[[ Provided records, beginning ]]

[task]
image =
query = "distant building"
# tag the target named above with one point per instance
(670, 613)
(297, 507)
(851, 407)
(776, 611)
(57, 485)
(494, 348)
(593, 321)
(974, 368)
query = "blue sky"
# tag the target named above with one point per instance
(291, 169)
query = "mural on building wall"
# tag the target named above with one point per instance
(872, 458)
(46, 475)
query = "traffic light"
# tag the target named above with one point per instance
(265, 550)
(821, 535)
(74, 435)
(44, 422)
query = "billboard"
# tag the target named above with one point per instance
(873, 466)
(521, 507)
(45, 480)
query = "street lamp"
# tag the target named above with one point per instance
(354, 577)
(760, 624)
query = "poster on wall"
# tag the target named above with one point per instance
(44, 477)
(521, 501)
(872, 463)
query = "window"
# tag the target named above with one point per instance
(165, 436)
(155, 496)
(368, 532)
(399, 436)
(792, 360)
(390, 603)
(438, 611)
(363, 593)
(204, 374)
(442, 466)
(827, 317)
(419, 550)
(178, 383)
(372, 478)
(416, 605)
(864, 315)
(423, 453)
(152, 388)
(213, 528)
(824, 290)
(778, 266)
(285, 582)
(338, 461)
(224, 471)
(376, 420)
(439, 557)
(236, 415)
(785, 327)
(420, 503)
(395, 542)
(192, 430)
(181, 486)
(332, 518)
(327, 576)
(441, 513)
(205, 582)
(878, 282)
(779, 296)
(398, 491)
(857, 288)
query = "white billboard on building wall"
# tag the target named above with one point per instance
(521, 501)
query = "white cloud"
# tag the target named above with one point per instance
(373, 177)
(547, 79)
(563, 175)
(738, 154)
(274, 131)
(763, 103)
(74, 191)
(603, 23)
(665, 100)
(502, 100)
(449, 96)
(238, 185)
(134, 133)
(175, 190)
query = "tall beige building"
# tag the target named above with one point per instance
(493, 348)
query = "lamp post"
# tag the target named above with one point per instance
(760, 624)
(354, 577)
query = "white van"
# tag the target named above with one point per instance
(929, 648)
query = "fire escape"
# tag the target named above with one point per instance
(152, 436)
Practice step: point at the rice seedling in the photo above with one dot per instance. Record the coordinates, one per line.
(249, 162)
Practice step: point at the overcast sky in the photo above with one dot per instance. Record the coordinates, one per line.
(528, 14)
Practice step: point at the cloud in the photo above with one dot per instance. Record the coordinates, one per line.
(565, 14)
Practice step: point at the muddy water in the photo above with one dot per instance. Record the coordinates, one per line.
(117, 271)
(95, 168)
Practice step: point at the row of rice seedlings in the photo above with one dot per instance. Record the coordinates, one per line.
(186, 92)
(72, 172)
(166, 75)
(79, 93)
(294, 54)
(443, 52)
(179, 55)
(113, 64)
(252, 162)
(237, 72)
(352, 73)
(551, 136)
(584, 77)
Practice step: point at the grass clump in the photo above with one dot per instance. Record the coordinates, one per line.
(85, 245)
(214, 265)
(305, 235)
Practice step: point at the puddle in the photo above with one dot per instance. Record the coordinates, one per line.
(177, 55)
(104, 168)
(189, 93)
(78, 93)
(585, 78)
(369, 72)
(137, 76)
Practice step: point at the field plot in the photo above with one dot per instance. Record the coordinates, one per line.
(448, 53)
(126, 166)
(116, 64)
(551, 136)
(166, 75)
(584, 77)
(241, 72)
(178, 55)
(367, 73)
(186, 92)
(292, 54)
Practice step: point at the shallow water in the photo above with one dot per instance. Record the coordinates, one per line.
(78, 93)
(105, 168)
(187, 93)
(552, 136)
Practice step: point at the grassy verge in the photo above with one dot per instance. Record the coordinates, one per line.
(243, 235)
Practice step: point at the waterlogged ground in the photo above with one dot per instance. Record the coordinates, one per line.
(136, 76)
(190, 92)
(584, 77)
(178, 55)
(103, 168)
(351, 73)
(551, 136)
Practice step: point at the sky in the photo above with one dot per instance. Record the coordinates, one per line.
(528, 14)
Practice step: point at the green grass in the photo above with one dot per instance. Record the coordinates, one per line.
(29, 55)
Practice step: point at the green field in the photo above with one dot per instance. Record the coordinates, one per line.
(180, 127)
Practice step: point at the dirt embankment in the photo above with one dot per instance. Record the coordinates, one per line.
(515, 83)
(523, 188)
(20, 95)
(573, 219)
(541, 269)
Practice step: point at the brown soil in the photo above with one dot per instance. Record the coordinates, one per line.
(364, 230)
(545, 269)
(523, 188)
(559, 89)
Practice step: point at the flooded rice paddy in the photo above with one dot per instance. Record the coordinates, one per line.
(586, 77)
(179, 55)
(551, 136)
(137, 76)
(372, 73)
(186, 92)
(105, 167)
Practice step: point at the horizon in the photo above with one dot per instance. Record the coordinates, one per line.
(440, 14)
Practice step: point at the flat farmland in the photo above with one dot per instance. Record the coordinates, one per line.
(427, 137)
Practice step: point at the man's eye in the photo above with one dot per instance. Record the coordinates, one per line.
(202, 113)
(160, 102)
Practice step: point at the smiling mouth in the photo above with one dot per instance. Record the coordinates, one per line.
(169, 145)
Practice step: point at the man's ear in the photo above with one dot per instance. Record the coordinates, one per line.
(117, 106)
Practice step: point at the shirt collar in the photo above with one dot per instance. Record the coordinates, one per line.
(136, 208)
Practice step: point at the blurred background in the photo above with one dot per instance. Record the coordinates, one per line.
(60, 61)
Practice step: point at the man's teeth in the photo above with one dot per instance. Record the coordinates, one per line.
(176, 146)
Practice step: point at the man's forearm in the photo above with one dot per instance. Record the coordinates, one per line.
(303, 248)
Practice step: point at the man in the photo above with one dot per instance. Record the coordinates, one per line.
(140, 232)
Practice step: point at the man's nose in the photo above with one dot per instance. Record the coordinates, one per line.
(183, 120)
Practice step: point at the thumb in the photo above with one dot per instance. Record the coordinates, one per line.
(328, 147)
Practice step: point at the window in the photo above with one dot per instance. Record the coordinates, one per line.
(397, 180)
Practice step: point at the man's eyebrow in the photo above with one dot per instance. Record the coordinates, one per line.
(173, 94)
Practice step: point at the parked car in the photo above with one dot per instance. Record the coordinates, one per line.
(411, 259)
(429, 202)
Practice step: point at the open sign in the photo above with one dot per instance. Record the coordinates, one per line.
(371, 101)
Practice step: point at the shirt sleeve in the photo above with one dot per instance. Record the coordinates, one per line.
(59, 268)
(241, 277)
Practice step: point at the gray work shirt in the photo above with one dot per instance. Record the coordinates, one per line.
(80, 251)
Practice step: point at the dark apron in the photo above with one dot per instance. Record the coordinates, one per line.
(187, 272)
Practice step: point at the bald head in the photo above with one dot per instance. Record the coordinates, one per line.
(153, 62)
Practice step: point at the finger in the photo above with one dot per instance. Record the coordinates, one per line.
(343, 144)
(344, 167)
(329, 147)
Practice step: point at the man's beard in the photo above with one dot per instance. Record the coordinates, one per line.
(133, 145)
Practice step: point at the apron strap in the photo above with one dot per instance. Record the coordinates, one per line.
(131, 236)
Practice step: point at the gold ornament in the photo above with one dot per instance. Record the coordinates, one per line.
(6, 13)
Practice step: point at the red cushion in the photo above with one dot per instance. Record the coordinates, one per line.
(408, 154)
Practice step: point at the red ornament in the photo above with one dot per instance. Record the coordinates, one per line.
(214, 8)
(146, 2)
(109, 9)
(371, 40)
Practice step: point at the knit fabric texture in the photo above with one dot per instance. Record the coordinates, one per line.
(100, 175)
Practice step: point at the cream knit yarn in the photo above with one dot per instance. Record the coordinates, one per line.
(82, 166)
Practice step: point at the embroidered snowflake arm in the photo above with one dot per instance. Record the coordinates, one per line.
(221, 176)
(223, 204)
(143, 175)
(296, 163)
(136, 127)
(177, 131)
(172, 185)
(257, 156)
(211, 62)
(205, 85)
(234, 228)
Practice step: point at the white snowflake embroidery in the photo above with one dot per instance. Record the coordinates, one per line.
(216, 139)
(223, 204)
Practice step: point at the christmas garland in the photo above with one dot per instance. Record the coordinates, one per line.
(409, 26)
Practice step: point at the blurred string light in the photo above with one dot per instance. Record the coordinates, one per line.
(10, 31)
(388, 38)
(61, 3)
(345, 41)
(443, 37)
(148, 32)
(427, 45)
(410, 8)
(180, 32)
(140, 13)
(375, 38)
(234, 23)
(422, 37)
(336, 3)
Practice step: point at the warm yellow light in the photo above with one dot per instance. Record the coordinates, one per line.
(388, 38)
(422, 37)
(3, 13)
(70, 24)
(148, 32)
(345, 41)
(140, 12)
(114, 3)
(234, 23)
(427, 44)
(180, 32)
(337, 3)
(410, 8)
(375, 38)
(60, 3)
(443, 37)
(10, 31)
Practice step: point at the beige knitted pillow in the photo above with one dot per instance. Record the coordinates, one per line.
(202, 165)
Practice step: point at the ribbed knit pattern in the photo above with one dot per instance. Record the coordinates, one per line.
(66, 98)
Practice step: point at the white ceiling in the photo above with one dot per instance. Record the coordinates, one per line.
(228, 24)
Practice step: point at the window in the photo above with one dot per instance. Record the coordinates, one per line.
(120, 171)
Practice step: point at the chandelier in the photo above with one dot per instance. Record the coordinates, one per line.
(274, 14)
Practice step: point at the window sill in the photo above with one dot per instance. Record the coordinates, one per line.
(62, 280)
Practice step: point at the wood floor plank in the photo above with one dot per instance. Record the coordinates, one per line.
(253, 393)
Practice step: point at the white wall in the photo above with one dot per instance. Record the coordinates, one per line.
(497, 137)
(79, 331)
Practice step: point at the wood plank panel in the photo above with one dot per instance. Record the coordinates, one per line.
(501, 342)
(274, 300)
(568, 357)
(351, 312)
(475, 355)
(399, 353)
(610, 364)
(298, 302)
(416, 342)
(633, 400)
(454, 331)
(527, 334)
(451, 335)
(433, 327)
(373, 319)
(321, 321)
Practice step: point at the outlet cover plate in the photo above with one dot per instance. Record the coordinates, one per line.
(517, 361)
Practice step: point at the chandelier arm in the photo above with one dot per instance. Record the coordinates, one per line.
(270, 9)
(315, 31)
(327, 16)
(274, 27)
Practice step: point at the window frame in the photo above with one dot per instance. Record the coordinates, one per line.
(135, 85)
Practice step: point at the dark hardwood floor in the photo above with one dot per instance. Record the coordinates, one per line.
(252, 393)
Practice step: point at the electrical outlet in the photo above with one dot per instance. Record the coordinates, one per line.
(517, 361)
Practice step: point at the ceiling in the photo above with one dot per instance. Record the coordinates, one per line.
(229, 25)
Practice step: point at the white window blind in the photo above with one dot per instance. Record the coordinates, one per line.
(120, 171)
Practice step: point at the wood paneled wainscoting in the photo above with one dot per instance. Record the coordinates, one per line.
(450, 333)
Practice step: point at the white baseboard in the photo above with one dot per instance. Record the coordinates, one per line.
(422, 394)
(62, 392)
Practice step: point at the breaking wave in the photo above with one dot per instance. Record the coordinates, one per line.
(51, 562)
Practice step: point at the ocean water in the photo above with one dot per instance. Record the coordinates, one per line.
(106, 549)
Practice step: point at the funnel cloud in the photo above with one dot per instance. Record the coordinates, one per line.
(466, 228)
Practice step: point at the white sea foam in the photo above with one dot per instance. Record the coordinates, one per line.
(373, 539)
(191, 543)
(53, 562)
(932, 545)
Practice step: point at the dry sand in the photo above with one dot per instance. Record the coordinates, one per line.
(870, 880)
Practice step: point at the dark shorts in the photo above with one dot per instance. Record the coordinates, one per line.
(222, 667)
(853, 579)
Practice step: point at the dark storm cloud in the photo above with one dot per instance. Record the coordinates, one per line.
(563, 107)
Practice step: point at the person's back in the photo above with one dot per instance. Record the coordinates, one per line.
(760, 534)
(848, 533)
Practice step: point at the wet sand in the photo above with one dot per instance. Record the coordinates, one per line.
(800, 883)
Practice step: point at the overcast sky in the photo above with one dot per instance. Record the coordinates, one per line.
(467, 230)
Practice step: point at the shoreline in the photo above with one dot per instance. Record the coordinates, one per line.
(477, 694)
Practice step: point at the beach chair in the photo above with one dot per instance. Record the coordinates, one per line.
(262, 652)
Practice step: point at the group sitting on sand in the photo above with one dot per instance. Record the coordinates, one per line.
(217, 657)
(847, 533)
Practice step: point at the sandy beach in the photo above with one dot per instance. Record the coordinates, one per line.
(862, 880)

[[ Provided records, end ]]

— Task details —
Would you repeat, exactly and with nothing added, every line from the line containing "Practice step: point at the group" through the last line of the records above?

— Task answer —
Practice step: point at the group sitting on sand in the photo above with one dot per instance. Record the coordinates, one per line.
(217, 657)
(847, 533)
Practice step: point at the sandy beach in the photo above with one dot per instance. Record the coordinates, one per line.
(862, 880)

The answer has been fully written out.